*Stored data*:
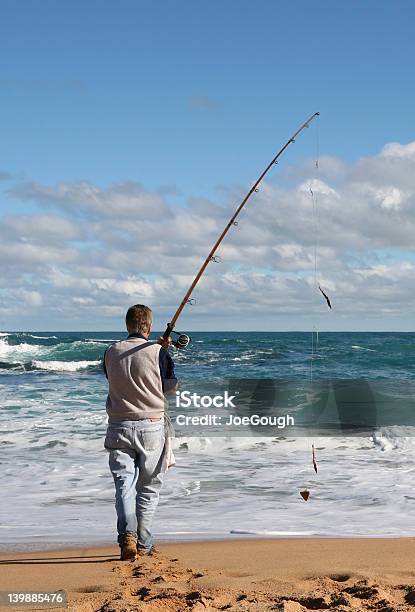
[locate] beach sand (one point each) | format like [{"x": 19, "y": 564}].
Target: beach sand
[{"x": 287, "y": 575}]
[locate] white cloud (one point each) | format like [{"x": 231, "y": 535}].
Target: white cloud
[{"x": 104, "y": 248}]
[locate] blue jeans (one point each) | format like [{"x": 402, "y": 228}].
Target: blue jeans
[{"x": 135, "y": 458}]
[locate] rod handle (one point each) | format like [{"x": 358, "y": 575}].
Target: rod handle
[{"x": 168, "y": 331}]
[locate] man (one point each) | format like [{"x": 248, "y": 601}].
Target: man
[{"x": 139, "y": 373}]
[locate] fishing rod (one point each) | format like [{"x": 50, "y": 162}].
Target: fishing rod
[{"x": 183, "y": 339}]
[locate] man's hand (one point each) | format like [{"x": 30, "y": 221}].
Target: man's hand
[{"x": 164, "y": 343}]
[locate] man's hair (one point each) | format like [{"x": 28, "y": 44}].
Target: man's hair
[{"x": 138, "y": 319}]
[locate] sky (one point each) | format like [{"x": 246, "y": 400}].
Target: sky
[{"x": 130, "y": 131}]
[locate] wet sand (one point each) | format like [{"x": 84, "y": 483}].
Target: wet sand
[{"x": 286, "y": 575}]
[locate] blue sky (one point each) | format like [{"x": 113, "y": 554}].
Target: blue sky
[{"x": 190, "y": 100}]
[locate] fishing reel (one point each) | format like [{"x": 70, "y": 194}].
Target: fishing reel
[{"x": 182, "y": 341}]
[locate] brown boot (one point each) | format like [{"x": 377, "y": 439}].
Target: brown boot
[{"x": 128, "y": 546}]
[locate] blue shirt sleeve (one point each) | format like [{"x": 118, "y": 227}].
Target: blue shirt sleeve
[{"x": 168, "y": 377}]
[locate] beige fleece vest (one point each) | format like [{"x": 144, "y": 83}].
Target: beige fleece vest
[{"x": 134, "y": 382}]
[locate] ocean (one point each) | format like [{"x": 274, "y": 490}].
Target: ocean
[{"x": 57, "y": 488}]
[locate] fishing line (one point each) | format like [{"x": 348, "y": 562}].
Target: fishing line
[{"x": 305, "y": 493}]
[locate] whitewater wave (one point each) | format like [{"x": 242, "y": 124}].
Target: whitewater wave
[{"x": 64, "y": 366}]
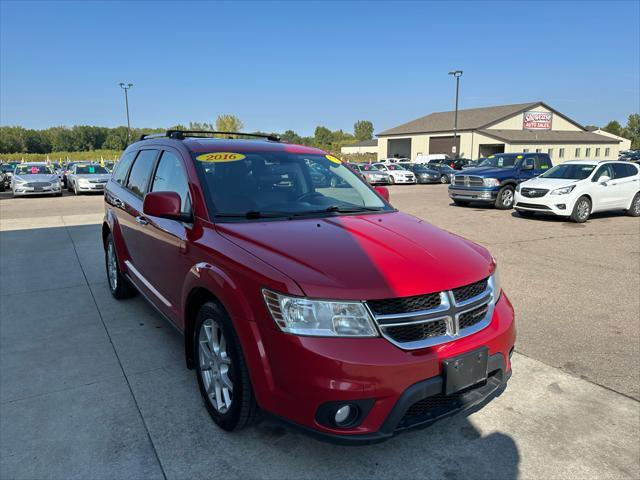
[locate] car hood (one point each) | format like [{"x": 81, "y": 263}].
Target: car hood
[
  {"x": 365, "y": 256},
  {"x": 94, "y": 176},
  {"x": 549, "y": 183},
  {"x": 488, "y": 172},
  {"x": 46, "y": 177}
]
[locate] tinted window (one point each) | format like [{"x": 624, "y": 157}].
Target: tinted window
[
  {"x": 620, "y": 170},
  {"x": 122, "y": 167},
  {"x": 171, "y": 177},
  {"x": 604, "y": 170},
  {"x": 141, "y": 171}
]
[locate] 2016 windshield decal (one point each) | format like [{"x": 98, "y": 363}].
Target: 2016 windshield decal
[{"x": 220, "y": 157}]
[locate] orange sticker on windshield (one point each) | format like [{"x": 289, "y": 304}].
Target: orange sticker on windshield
[{"x": 220, "y": 157}]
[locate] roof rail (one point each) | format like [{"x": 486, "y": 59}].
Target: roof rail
[{"x": 182, "y": 134}]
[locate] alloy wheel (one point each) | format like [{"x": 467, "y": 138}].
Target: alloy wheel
[
  {"x": 112, "y": 266},
  {"x": 215, "y": 364},
  {"x": 507, "y": 197},
  {"x": 583, "y": 209}
]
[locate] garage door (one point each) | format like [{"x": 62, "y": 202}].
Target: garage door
[{"x": 443, "y": 144}]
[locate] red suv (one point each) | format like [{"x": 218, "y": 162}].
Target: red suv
[{"x": 320, "y": 306}]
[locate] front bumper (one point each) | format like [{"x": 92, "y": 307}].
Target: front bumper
[
  {"x": 19, "y": 191},
  {"x": 561, "y": 205},
  {"x": 316, "y": 371},
  {"x": 473, "y": 194}
]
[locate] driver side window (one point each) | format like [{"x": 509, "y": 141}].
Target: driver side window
[{"x": 603, "y": 171}]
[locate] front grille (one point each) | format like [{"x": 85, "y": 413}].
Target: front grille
[
  {"x": 467, "y": 181},
  {"x": 533, "y": 192},
  {"x": 532, "y": 205},
  {"x": 416, "y": 332},
  {"x": 472, "y": 317},
  {"x": 391, "y": 306},
  {"x": 462, "y": 294}
]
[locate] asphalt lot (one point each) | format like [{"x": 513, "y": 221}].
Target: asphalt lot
[{"x": 95, "y": 388}]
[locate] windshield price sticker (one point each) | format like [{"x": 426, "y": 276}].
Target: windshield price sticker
[
  {"x": 220, "y": 157},
  {"x": 333, "y": 159}
]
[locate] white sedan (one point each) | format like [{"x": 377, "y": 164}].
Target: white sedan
[
  {"x": 579, "y": 188},
  {"x": 396, "y": 173}
]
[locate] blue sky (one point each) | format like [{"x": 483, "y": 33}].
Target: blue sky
[{"x": 295, "y": 65}]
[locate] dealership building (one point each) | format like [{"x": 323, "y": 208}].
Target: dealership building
[{"x": 524, "y": 127}]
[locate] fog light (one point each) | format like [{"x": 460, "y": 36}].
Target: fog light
[{"x": 343, "y": 414}]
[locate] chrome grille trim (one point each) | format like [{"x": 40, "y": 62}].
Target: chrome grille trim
[{"x": 449, "y": 312}]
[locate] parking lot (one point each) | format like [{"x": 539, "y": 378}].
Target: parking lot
[{"x": 95, "y": 388}]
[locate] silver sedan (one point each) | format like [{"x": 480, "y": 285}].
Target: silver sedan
[
  {"x": 87, "y": 177},
  {"x": 35, "y": 179}
]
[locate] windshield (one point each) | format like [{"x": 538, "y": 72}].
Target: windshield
[
  {"x": 90, "y": 169},
  {"x": 367, "y": 167},
  {"x": 280, "y": 184},
  {"x": 33, "y": 170},
  {"x": 500, "y": 161},
  {"x": 569, "y": 171}
]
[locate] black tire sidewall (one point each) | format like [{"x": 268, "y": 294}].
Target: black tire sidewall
[{"x": 242, "y": 392}]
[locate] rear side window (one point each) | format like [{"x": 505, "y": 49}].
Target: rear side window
[
  {"x": 171, "y": 177},
  {"x": 620, "y": 170},
  {"x": 141, "y": 172},
  {"x": 121, "y": 169}
]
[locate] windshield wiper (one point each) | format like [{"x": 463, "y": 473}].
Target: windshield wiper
[{"x": 253, "y": 214}]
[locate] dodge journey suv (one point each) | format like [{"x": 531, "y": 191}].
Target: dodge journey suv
[{"x": 298, "y": 300}]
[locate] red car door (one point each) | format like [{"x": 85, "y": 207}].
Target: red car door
[{"x": 165, "y": 258}]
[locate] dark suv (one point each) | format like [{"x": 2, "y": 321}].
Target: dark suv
[
  {"x": 297, "y": 299},
  {"x": 495, "y": 179}
]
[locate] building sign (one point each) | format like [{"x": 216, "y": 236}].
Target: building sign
[{"x": 537, "y": 120}]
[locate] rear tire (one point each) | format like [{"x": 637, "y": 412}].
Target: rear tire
[
  {"x": 634, "y": 210},
  {"x": 119, "y": 285},
  {"x": 223, "y": 377},
  {"x": 504, "y": 201},
  {"x": 581, "y": 210}
]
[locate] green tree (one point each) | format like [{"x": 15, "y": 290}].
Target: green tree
[
  {"x": 632, "y": 130},
  {"x": 228, "y": 123},
  {"x": 363, "y": 130},
  {"x": 322, "y": 136},
  {"x": 613, "y": 127}
]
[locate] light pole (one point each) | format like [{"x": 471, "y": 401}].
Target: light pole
[
  {"x": 457, "y": 74},
  {"x": 126, "y": 87}
]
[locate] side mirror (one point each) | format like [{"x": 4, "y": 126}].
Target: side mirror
[
  {"x": 164, "y": 205},
  {"x": 383, "y": 192}
]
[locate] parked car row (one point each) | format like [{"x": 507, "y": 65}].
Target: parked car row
[{"x": 530, "y": 183}]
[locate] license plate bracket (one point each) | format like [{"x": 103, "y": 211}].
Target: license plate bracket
[{"x": 465, "y": 370}]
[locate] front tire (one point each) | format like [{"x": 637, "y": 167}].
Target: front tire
[
  {"x": 634, "y": 210},
  {"x": 581, "y": 210},
  {"x": 504, "y": 201},
  {"x": 221, "y": 370},
  {"x": 119, "y": 285}
]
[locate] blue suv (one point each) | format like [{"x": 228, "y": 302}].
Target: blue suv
[{"x": 495, "y": 179}]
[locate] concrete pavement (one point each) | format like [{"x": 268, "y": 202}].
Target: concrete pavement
[{"x": 95, "y": 388}]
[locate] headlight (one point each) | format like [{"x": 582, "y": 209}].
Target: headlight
[
  {"x": 325, "y": 318},
  {"x": 562, "y": 191},
  {"x": 496, "y": 284},
  {"x": 490, "y": 182}
]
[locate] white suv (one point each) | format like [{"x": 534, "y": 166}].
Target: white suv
[{"x": 579, "y": 188}]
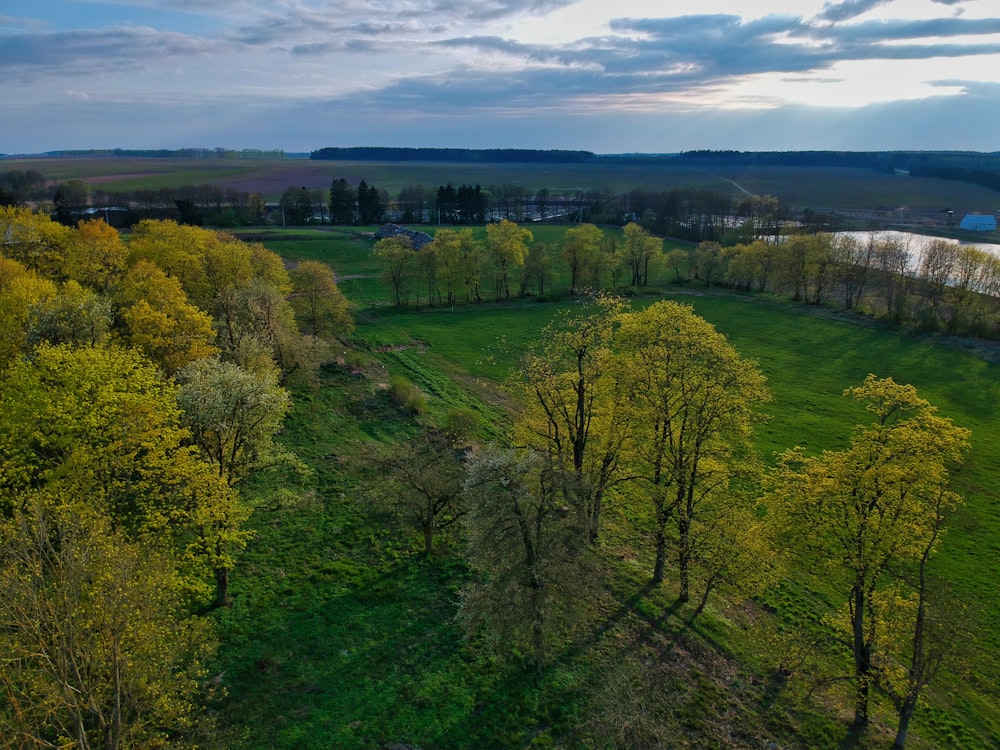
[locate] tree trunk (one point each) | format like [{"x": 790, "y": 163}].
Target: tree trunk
[
  {"x": 661, "y": 555},
  {"x": 428, "y": 539},
  {"x": 862, "y": 660},
  {"x": 684, "y": 558},
  {"x": 905, "y": 714},
  {"x": 222, "y": 588}
]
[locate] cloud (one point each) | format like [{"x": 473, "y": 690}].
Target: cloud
[
  {"x": 76, "y": 53},
  {"x": 849, "y": 9}
]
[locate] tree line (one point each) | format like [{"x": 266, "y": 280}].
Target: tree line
[
  {"x": 647, "y": 415},
  {"x": 141, "y": 384}
]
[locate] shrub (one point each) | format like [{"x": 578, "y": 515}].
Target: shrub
[{"x": 407, "y": 395}]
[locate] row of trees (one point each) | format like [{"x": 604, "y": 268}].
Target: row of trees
[
  {"x": 140, "y": 385},
  {"x": 458, "y": 267},
  {"x": 936, "y": 286},
  {"x": 648, "y": 414},
  {"x": 941, "y": 286}
]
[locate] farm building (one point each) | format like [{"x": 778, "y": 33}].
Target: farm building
[{"x": 979, "y": 223}]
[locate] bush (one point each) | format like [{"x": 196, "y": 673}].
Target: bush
[{"x": 407, "y": 395}]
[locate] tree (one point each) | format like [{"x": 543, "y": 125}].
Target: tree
[
  {"x": 692, "y": 402},
  {"x": 506, "y": 243},
  {"x": 342, "y": 200},
  {"x": 532, "y": 587},
  {"x": 96, "y": 256},
  {"x": 580, "y": 251},
  {"x": 870, "y": 507},
  {"x": 96, "y": 648},
  {"x": 708, "y": 261},
  {"x": 160, "y": 320},
  {"x": 102, "y": 425},
  {"x": 34, "y": 241},
  {"x": 75, "y": 315},
  {"x": 421, "y": 482},
  {"x": 232, "y": 415},
  {"x": 177, "y": 249},
  {"x": 317, "y": 299},
  {"x": 21, "y": 292},
  {"x": 371, "y": 207},
  {"x": 395, "y": 256},
  {"x": 570, "y": 410}
]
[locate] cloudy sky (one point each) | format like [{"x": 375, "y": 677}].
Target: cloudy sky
[{"x": 609, "y": 76}]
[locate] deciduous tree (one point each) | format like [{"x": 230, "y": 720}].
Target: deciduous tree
[
  {"x": 95, "y": 648},
  {"x": 317, "y": 300},
  {"x": 533, "y": 583},
  {"x": 571, "y": 413},
  {"x": 692, "y": 404},
  {"x": 421, "y": 483},
  {"x": 506, "y": 242},
  {"x": 857, "y": 512},
  {"x": 580, "y": 251}
]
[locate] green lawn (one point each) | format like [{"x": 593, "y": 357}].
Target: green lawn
[{"x": 342, "y": 637}]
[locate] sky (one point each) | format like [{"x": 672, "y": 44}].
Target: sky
[{"x": 609, "y": 76}]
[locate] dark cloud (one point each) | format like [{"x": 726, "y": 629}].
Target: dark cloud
[{"x": 74, "y": 53}]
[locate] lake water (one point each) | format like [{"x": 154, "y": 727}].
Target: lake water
[{"x": 918, "y": 241}]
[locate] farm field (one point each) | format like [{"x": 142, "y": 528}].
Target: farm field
[
  {"x": 798, "y": 187},
  {"x": 344, "y": 637}
]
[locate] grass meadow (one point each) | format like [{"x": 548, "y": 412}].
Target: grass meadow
[{"x": 343, "y": 636}]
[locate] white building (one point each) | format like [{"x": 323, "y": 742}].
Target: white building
[{"x": 979, "y": 223}]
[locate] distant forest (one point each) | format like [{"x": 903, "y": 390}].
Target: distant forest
[{"x": 967, "y": 166}]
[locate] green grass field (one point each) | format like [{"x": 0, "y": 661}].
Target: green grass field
[{"x": 342, "y": 636}]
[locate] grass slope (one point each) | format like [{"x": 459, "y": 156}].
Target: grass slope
[{"x": 342, "y": 636}]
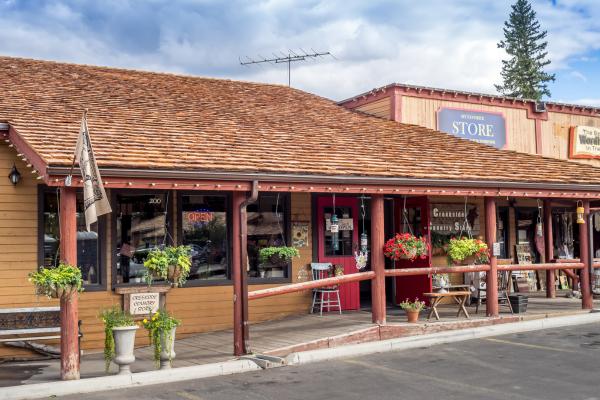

*Assignment*: Include the first line of the records, the line containing "[locate] beige fleece", and every line between them, repeated exactly. Skip the pictures.

*Completed exercise*:
[locate] beach sand (one point each) | format like [{"x": 19, "y": 564}].
Target: beach sand
[{"x": 287, "y": 575}]
[locate] white cloud (one point each) | format like [{"x": 231, "y": 535}].
Target: white cloud
[{"x": 104, "y": 248}]
[locate] blue jeans (one point each) | format like [{"x": 402, "y": 228}].
Target: blue jeans
[{"x": 135, "y": 458}]
[locate] rod handle (one point each) | format like [{"x": 358, "y": 575}].
Target: rod handle
[{"x": 168, "y": 331}]
[locate] man (one point each) | format like [{"x": 248, "y": 601}].
Target: man
[{"x": 139, "y": 373}]
[locate] fishing rod (one point each) | format like [{"x": 50, "y": 162}].
Target: fishing rod
[{"x": 183, "y": 339}]
[locate] man's hand (one point each) | format like [{"x": 30, "y": 221}].
Target: man's hand
[{"x": 164, "y": 343}]
[locate] man's hair (one point each) | format like [{"x": 28, "y": 44}].
Target: man's hair
[{"x": 138, "y": 319}]
[locate] sky (one point each) | format like [{"x": 246, "y": 400}].
Target: sky
[{"x": 130, "y": 131}]
[locate] wet sand (one point each) | format like [{"x": 84, "y": 483}].
Target: wet sand
[{"x": 286, "y": 575}]
[locate] blue sky (one point each) | format like [{"x": 113, "y": 554}].
Target: blue sky
[{"x": 190, "y": 100}]
[locate] fishing reel (one point each) | format like [{"x": 70, "y": 194}].
Target: fishing reel
[{"x": 182, "y": 341}]
[locate] brown boot (one point each) | format like [{"x": 377, "y": 439}].
Target: brown boot
[{"x": 128, "y": 546}]
[locate] blue shirt sleeve (one point each) | format like [{"x": 118, "y": 227}].
Target: blue shirt sleeve
[{"x": 168, "y": 377}]
[locate] beige fleece vest (one point each) | format like [{"x": 144, "y": 83}].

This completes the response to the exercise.